[Excerpt to read]:
April 2018 - To Walk With Open Eyes

It is one of the effects of Original Sin that man is blind to his own misery. Not only does he fall victim to even the smallest obstacles and temptations, but all the while he imagines that he can be master of his own destiny. However, such a man is doomed to walk in darkness. Christ is our Light, and He desires to heal our blindness that we might hope entirely in the Redemption through His Cross.

Dear Friends and Benefactors,

“Know thyself.”

The wisdom of these words written at the entrance of the temple of Apollo in Delphi resonates across the centuries. It is an invitation to keep the right measure, which is so important – and so rare – in human affairs. It is a safeguard which helps man avoid being caught between two great temptations that constantly threaten him: to take himself too seriously or to live like an animal by giving way to his inclinations.

Greek antiquity pondered questions regarding man, asking whether he was only the toy of very powerful deities or truly master of his own destiny; they brilliantly concluded that man is a composite of soul and body, a free but limited being.

But the Greeks could not solve the painful question of evil. They ran into an enigma insoluble for them, that of original sin and its consequences. We cannot blame them for this, as only revelation gives the light that makes it possible to understand the mystery of man, at once endowed with astonishing qualities and still able to use them for the worst.

Original sin is such a catastrophe that it has blinded man. He has lost his fundamental orientation and now must grope his way forward. Fascinated by his own excellence, with no regard for that of God, he advances in the dark. When he runs up against the smallest obstacle, he wavers and very often falls. Man without God is a disorientated being, sailing on the whim of his passions, propelled by gusts of circumstance. He does not have a guiding light any more.

Fortunately, Christ came and acted as a doctor, bringing a healing balsam for sick souls infected by this grotesque self-conceit.

For each one of us, He desired to undergo His cruel Passion and pour out His Blood to the last drop.

He offered to God, His Father, His life in a holocaust – a pleasing odor to repair the divine honor offended by our odious crimes. By this holy offering, He restored the communion of life between God and man by obtaining the forgiveness of God and by distributing His grace in profusion.

The sacrifice of Christ makes it possible for man to really know himself and, by that very fact, to acknowledge that his native fragility must necessarily rest on God’s strength.

Holy Week should not be a beautiful parenthesis which, once closed, has changed nothing in our souls. It must be a grace of conversion, a constant call to abandon our blindness and to live according to the burning desires of the Heart of Our Lord Jesus Christ.

Indeed, it invites man to follow Christ on the way to Calvary by keeping his eyes open. Man has thus found his way of ascent back to God.

[Questions]:
(1) Decide whether each statement agrees with the letter, answering yes or no and quoting the words of the letter that settle it. (a) The words "Know thyself" stood at the entrance of the temple of Apollo in Delphi. (b) The Greeks managed to solve the question of evil. (c) Holy Week is meant to be a beautiful parenthesis that leaves the soul unchanged.
(2) Quote everything in the letter from "He offered to" down to "on God’s strength.", word for word.

[Dataset]:
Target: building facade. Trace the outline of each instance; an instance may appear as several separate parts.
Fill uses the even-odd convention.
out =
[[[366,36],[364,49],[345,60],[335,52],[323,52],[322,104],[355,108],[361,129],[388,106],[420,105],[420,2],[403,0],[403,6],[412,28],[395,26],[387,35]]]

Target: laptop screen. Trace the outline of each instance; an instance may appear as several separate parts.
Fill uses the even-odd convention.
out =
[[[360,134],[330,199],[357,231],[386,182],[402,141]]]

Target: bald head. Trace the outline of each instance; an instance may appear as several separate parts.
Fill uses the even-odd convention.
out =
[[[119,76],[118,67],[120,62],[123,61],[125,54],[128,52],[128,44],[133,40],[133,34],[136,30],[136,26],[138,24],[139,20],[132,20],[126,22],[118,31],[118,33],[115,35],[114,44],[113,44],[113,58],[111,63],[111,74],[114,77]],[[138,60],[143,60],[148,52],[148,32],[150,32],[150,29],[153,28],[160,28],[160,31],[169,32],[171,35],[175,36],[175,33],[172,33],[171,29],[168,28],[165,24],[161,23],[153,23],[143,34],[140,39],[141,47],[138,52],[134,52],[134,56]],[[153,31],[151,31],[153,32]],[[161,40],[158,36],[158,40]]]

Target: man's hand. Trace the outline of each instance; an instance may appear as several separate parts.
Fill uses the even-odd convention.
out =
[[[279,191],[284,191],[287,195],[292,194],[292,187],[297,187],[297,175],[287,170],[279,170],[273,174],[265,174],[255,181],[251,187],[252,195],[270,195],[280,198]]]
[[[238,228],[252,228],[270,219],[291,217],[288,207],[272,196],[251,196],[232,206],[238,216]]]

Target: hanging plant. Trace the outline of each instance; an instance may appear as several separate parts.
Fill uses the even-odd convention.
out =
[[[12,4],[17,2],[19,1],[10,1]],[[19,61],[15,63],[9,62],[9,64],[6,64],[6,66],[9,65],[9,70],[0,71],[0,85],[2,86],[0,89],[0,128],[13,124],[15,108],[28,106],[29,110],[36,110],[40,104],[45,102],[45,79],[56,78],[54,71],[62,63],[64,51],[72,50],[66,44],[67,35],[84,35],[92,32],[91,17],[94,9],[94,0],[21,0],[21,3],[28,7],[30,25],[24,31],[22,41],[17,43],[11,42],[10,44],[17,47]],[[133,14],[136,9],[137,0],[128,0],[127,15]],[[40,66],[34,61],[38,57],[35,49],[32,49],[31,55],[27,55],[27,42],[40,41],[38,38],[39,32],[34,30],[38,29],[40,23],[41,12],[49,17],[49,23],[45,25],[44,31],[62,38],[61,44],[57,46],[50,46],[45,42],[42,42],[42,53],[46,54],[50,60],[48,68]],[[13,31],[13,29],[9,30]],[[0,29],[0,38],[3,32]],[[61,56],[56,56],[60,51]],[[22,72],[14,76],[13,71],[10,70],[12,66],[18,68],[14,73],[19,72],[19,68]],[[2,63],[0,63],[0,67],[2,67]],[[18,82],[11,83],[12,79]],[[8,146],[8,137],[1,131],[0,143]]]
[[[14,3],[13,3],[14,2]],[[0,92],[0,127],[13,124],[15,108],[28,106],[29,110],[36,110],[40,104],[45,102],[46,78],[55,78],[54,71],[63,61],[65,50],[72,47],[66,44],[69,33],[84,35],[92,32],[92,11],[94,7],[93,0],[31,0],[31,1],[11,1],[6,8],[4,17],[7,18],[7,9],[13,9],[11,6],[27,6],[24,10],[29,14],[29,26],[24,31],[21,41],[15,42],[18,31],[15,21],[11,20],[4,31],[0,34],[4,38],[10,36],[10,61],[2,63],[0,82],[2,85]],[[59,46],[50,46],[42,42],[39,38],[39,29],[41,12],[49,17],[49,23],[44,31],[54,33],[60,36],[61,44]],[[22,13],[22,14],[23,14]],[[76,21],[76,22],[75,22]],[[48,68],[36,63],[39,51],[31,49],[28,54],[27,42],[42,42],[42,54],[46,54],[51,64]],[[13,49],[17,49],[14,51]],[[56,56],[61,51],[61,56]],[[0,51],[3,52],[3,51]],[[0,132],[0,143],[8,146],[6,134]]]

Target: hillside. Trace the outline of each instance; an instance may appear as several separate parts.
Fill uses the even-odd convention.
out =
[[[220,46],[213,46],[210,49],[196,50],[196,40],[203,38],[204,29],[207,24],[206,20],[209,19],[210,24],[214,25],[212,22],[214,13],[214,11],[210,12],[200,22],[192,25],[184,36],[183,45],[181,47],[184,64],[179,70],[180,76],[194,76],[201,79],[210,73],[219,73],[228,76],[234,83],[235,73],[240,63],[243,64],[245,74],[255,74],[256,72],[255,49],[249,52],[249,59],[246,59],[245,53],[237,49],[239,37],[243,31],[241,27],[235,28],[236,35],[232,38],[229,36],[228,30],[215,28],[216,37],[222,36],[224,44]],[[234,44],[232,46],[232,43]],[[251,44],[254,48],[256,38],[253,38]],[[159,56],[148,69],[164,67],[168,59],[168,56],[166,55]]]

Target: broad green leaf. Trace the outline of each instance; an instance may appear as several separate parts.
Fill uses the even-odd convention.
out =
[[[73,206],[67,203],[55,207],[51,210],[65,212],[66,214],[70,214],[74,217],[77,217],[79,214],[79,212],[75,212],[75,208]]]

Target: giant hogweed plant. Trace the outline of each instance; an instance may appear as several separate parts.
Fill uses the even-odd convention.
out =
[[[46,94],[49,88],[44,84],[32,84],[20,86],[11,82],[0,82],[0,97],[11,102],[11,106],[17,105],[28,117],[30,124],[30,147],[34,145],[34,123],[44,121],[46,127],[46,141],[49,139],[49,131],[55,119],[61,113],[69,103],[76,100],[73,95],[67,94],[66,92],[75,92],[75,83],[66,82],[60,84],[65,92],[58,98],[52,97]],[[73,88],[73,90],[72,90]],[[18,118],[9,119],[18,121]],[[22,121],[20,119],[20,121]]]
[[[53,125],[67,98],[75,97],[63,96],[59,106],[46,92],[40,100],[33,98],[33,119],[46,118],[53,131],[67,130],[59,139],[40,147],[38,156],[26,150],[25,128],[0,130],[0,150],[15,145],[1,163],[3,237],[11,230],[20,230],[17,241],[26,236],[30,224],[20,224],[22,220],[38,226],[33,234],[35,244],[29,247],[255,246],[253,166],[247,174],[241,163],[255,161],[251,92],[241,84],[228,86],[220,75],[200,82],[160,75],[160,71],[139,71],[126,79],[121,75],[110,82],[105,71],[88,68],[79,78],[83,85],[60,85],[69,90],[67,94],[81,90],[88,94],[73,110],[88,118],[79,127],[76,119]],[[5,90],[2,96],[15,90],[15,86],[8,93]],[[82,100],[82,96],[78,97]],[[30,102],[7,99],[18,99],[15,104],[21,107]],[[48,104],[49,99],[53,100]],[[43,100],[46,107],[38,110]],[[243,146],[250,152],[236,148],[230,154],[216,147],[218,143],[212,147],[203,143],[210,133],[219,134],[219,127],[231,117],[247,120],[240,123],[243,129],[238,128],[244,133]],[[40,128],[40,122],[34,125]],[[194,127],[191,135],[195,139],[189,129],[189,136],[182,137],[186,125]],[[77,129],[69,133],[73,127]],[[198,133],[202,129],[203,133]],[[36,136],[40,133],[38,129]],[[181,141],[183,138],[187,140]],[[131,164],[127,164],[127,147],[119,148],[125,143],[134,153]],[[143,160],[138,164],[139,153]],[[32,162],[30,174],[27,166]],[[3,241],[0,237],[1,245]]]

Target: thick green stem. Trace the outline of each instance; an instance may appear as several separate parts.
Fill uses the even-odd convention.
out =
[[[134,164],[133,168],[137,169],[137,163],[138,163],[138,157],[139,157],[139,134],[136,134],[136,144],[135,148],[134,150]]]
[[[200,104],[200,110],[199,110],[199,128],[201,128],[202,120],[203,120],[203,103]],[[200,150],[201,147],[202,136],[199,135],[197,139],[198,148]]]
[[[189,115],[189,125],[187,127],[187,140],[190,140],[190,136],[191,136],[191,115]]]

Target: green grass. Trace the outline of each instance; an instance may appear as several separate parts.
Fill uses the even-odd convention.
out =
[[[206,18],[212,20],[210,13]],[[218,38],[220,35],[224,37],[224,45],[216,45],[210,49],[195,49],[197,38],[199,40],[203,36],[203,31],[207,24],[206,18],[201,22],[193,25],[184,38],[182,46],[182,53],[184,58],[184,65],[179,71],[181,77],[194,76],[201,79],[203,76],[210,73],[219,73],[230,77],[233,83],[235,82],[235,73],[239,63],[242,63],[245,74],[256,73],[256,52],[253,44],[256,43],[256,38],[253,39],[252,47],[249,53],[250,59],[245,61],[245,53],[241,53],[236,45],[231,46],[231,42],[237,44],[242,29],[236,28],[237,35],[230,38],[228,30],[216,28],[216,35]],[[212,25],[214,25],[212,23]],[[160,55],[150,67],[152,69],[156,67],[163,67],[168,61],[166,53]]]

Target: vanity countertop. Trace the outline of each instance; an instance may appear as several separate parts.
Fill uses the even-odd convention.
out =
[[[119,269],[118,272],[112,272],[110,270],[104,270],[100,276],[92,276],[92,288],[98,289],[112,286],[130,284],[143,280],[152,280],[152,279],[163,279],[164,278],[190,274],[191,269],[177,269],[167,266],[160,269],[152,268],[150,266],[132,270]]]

[Exercise results]:
(1)
(a) Yes: "written at the entrance of the temple of Apollo in Delphi"
(b) No: "But the Greeks could not solve the painful question of evil."
(c) No: "Holy Week should not be a beautiful parenthesis which, once closed, has changed nothing in our souls."

(2)
He offered to God, His Father, His life in a holocaust – a pleasing odor to repair the divine honor offended by our odious crimes. By this holy offering, He restored the communion of life between God and man by obtaining the forgiveness of God and by distributing His grace in profusion.

The sacrifice of Christ makes it possible for man to really know himself and, by that very fact, to acknowledge that his native fragility must necessarily rest on God’s strength.